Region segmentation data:
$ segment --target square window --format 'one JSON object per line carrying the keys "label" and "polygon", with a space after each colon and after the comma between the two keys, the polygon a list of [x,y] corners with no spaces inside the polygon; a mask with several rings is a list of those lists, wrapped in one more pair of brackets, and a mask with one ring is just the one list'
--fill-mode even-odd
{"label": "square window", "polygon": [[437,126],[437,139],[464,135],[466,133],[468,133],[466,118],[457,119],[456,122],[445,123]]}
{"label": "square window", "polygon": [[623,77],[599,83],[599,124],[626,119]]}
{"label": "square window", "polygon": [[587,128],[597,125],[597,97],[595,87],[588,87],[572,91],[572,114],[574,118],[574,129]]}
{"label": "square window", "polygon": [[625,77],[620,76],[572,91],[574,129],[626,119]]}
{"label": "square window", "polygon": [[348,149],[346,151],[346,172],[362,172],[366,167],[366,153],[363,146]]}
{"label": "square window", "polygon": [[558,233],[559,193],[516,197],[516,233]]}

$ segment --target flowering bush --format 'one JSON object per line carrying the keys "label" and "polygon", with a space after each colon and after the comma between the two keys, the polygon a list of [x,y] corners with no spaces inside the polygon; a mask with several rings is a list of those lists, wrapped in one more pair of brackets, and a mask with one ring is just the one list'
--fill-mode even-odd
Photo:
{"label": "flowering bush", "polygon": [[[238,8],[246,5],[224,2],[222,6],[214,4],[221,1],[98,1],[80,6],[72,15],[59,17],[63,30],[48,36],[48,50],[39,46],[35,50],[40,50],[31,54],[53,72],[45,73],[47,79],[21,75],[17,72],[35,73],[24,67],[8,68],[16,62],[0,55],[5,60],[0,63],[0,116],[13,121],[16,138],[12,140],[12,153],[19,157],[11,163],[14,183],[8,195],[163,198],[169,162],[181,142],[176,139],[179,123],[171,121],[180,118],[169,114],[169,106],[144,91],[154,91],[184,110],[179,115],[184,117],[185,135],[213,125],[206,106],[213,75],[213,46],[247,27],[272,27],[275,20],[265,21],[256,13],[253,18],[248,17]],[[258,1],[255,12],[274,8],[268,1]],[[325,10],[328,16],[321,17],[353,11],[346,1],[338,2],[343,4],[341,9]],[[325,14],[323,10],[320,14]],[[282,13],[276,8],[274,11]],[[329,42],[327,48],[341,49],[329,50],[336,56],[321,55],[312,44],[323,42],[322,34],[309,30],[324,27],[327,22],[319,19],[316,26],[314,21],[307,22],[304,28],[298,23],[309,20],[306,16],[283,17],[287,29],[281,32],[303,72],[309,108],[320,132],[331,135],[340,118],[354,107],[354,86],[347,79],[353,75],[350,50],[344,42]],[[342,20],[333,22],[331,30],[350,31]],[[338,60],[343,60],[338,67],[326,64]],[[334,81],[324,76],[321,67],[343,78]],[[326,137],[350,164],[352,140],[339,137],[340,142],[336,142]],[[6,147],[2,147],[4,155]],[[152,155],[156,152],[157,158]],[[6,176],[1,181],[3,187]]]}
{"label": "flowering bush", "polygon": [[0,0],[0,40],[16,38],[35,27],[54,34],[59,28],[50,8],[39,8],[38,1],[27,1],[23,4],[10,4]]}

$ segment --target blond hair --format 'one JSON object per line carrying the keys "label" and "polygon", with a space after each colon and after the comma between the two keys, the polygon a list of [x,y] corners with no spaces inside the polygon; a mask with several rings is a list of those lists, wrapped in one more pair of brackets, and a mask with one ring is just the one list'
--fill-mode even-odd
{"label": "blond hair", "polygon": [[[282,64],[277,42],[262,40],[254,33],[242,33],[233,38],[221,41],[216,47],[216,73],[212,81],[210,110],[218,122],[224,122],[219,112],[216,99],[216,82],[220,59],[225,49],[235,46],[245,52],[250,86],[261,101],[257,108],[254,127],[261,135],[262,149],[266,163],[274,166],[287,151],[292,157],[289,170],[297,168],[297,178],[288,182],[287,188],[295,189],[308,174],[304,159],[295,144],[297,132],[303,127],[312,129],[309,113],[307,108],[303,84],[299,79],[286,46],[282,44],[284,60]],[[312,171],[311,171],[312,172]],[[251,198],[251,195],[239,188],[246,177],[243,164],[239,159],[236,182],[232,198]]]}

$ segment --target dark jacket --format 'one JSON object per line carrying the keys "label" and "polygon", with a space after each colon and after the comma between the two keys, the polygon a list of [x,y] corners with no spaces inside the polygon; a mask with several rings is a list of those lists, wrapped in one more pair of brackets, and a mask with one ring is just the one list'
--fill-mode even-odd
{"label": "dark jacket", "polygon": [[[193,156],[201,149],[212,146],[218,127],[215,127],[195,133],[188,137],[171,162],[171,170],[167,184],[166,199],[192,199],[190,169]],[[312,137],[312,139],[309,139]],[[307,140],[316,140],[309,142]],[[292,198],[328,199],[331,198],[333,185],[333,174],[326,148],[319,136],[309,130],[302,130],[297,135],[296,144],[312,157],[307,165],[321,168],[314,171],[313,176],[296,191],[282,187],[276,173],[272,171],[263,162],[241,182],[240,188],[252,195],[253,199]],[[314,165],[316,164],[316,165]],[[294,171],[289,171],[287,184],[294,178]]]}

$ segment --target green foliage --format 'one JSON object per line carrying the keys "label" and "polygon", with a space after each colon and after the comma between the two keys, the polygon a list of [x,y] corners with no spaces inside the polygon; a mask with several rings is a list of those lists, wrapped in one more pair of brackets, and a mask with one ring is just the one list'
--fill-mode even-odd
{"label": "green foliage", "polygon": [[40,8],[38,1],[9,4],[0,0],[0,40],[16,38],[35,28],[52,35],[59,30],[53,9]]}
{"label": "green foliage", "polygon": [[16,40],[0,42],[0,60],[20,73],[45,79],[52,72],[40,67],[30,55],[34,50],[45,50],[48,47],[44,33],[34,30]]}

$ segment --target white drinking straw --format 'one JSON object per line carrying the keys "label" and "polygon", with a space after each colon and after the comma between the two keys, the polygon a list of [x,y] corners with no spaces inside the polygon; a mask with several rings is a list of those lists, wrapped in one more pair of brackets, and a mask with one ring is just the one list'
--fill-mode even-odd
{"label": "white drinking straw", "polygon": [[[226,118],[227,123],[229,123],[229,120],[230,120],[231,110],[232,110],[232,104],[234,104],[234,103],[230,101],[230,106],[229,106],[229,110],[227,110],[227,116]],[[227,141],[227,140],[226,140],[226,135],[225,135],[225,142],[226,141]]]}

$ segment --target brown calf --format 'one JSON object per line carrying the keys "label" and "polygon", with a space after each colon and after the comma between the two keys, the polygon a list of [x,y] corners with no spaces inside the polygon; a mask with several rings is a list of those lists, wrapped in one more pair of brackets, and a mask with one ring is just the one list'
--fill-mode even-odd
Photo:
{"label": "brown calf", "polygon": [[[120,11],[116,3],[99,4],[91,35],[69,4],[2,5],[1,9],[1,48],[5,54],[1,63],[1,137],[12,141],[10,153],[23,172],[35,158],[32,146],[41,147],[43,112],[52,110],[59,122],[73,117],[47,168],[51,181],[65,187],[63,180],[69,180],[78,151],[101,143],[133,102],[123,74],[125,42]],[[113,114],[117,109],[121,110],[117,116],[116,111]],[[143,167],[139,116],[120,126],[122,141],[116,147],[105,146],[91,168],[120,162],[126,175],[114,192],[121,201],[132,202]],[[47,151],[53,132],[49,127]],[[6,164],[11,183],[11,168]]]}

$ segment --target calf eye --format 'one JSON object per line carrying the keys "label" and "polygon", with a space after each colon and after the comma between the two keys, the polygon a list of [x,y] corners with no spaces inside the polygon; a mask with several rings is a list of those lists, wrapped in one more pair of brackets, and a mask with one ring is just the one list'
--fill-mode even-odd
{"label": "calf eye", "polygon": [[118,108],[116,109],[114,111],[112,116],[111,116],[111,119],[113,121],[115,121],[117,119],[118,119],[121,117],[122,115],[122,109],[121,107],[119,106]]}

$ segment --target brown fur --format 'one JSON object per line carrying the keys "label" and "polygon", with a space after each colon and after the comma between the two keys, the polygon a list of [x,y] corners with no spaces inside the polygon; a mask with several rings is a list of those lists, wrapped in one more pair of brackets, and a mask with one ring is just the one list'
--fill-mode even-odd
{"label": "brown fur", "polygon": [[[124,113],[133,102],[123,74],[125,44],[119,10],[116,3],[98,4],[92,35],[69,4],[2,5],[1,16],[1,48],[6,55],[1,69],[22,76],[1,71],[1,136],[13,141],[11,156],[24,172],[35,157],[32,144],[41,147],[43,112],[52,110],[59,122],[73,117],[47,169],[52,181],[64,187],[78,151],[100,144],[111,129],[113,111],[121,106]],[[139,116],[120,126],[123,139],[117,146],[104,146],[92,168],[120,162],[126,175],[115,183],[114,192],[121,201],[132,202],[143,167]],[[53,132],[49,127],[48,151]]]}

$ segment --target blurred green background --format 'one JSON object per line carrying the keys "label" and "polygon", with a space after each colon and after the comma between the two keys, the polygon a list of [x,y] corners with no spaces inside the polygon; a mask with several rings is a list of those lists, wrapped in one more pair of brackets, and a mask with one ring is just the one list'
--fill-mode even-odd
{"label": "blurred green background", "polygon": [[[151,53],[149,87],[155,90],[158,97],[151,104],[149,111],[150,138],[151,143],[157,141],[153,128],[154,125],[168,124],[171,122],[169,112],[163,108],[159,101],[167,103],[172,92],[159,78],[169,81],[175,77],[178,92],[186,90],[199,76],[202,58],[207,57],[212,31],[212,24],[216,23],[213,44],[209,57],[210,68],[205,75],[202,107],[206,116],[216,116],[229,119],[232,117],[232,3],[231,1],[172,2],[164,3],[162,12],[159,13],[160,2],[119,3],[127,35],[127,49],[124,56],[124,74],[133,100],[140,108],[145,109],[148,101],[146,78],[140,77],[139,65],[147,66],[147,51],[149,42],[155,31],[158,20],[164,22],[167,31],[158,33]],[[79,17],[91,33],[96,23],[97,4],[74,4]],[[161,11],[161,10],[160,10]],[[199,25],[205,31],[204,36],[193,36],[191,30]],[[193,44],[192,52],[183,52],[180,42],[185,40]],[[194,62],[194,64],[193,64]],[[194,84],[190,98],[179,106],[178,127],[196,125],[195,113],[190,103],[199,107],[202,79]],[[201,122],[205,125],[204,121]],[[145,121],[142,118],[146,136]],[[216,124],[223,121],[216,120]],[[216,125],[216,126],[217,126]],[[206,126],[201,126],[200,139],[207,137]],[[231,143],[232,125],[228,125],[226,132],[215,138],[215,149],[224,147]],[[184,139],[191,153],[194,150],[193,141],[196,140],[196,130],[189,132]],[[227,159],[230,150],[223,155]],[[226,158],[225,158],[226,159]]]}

== WHAT NEEDS TO BE DONE ==
How many lines in the records above contain the string "straw"? Case counts. Reply with the number alone.

== RIGHT ANSWER ==
2